+++ SUPPLIED MATERIAL +++
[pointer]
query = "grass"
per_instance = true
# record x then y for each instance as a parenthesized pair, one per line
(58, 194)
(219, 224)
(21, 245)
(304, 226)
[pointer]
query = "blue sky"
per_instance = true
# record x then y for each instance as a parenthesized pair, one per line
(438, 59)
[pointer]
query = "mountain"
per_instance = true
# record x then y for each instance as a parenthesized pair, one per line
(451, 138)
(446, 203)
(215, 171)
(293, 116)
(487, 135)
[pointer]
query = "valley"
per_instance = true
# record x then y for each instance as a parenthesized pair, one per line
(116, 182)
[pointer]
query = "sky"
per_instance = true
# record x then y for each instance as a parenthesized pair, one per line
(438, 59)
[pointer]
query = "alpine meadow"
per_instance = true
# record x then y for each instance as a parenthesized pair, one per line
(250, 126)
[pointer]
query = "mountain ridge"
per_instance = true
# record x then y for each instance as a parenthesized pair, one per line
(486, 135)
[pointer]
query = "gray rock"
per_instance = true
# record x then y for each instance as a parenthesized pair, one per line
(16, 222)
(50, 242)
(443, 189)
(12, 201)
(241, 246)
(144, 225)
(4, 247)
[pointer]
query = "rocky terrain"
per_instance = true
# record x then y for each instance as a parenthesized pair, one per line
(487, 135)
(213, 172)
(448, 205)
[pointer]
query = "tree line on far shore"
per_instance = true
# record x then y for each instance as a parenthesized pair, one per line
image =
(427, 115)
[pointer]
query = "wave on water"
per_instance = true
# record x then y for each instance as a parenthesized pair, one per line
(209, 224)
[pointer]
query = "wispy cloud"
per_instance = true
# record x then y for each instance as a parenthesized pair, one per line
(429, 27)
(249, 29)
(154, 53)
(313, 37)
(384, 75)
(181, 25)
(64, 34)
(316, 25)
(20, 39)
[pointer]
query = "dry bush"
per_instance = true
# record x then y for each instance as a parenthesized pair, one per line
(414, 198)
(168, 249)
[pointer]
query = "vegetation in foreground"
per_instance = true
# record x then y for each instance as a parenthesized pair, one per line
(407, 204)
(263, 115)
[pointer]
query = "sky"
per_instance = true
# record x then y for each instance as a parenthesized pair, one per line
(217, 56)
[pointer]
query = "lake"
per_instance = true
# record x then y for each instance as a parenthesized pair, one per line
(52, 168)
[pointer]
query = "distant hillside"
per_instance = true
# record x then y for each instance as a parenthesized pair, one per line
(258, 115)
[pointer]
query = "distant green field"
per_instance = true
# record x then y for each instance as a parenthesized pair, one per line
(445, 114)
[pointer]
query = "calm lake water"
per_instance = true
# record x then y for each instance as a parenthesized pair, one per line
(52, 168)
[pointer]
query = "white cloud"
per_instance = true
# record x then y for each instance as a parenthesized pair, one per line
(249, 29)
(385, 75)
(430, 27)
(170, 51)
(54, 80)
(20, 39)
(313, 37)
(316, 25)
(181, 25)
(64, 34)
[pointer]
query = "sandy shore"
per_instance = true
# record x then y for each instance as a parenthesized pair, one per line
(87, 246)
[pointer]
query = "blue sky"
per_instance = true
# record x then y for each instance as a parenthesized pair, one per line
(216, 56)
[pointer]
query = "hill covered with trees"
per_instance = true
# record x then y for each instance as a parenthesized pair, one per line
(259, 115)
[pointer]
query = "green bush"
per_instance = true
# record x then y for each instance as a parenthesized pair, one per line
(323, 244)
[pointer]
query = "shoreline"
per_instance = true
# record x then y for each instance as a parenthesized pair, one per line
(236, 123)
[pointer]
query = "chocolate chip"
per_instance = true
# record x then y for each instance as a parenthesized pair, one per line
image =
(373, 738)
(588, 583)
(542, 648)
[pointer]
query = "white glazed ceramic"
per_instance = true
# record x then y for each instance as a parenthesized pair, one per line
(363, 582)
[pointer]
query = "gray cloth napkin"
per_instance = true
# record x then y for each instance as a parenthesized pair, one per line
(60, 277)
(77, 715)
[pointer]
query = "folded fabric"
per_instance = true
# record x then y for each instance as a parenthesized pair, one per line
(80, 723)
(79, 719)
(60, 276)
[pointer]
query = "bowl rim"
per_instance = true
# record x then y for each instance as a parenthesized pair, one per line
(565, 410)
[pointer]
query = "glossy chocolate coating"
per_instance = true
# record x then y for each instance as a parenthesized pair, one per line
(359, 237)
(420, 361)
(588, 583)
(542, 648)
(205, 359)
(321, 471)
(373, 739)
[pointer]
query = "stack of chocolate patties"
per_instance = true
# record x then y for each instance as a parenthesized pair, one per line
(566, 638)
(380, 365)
+++
WHAT TO PRODUCE:
Every line of the material must be returned exactly as it appears.

IN RESPONSE:
[pointer]
query = "grass"
per_instance = true
# record x then y for each instance as a parenthesized pair, one per line
(58, 194)
(219, 224)
(21, 245)
(304, 226)
[pointer]
query = "blue sky"
per_instance = true
# record x then y for each instance as a parenthesized pair, one per line
(438, 59)
[pointer]
query = "mountain"
per_instance = true
# record x then y for each instance as a parenthesized pair, one per line
(451, 138)
(446, 203)
(215, 171)
(293, 116)
(487, 135)
[pointer]
query = "valley"
per_instance = true
# record x then y for each instance as a parenthesized pair, one per line
(116, 182)
[pointer]
query = "sky"
per_instance = true
# record x then y for each instance as a parenthesized pair, one per line
(438, 59)
[pointer]
query = "alpine meadow"
per_instance = true
# record x then y for each instance as a parenthesized pair, one per line
(250, 126)
[pointer]
query = "mountain ridge"
per_instance = true
# record x then y for each instance as a parenthesized pair, one per line
(486, 135)
[pointer]
query = "gray rock"
per_instance = true
# record x then y for each instance as a parenthesized pair, one per line
(16, 222)
(50, 242)
(443, 189)
(12, 201)
(241, 246)
(144, 225)
(4, 247)
[pointer]
query = "rocky terrain"
per_instance = true
# record x then y for each instance as a parenthesized pair, one per line
(487, 135)
(213, 172)
(448, 205)
[pointer]
query = "tree line on far shore"
per_instance = true
# record x then y for each instance as a parenthesized pair, one per line
image =
(427, 115)
[pointer]
query = "wave on water"
per_instance = true
# record x then y for each instance as a parenthesized pair, one per line
(209, 224)
[pointer]
query = "wispy cloud"
per_instance = true
# record x then y for each instance as a parenthesized pair, one per line
(429, 27)
(249, 29)
(154, 53)
(313, 37)
(384, 75)
(181, 25)
(64, 34)
(316, 25)
(20, 39)
[pointer]
query = "dry bush"
per_instance = true
# record x then y for each instance as a parenthesized pair, one per line
(414, 198)
(168, 249)
[pointer]
query = "vegetation in foreground"
per_instance = true
# record x then y for each instance as a parenthesized pair, one per line
(407, 204)
(263, 115)
[pointer]
query = "sky"
per_instance = true
# record x then y for each instance as a parenthesized pair, one per line
(217, 56)
[pointer]
query = "lake"
per_instance = true
# record x then y for each instance as a parenthesized pair, one per line
(52, 168)
[pointer]
query = "distant hillside"
per_instance = true
# record x then y for each instance as a parenthesized pair, one per line
(258, 115)
[pointer]
query = "distant green field"
per_instance = true
# record x then y for each instance as a parenthesized pair, one per line
(445, 114)
[pointer]
query = "calm lake water"
per_instance = true
# record x then y for each instance as a parenthesized pair, one per line
(52, 168)
[pointer]
query = "white cloud"
per_instance = true
# record x then y for each instance as a parenthesized pair, one per line
(249, 29)
(385, 75)
(430, 27)
(170, 51)
(54, 80)
(20, 39)
(313, 37)
(316, 25)
(181, 25)
(64, 34)
[pointer]
query = "sandy shore"
per_instance = true
# record x then y for each instance as a parenthesized pair, one per line
(87, 246)
[pointer]
query = "blue sky"
per_instance = true
# record x then y for each instance as a parenthesized pair, one per line
(216, 56)
[pointer]
query = "hill covered with trees"
per_instance = true
# record x then y for each instance as a parenthesized pair, one per line
(259, 115)
[pointer]
query = "green bush"
per_instance = true
# record x then y for each instance as a parenthesized pair, one per line
(323, 244)
[pointer]
query = "shoreline"
per_instance = true
# record x then y for each instance as a parenthesized pair, one per line
(236, 123)
[pointer]
query = "chocolate chip"
per_instance = true
# record x then y for each instance as a parenthesized pair, one per line
image =
(373, 738)
(588, 583)
(542, 648)
[pointer]
query = "white glazed ceramic"
per_instance = true
# record x then y for each instance as a parenthesized pair, one per line
(363, 582)
[pointer]
query = "gray cloth napkin"
per_instance = true
# record x then y for each instance as a parenthesized pair, one per line
(60, 277)
(77, 715)
[pointer]
query = "folded fabric"
per_instance = true
# record x then y for each instance as a parenthesized pair, one per line
(80, 723)
(79, 719)
(60, 276)
[pointer]
query = "bowl rim"
per_instance = true
# record x then y for each instance as a parenthesized pair, one per line
(565, 410)
[pointer]
query = "glossy chocolate coating"
per_instance = true
# record x then y for each instance as a parenthesized pair, one per line
(359, 237)
(420, 361)
(588, 583)
(542, 648)
(205, 359)
(321, 471)
(373, 739)
[pointer]
query = "stack of chocolate patties"
per_instance = true
# record x then y for each instance as a parenthesized pair, one per line
(566, 638)
(380, 365)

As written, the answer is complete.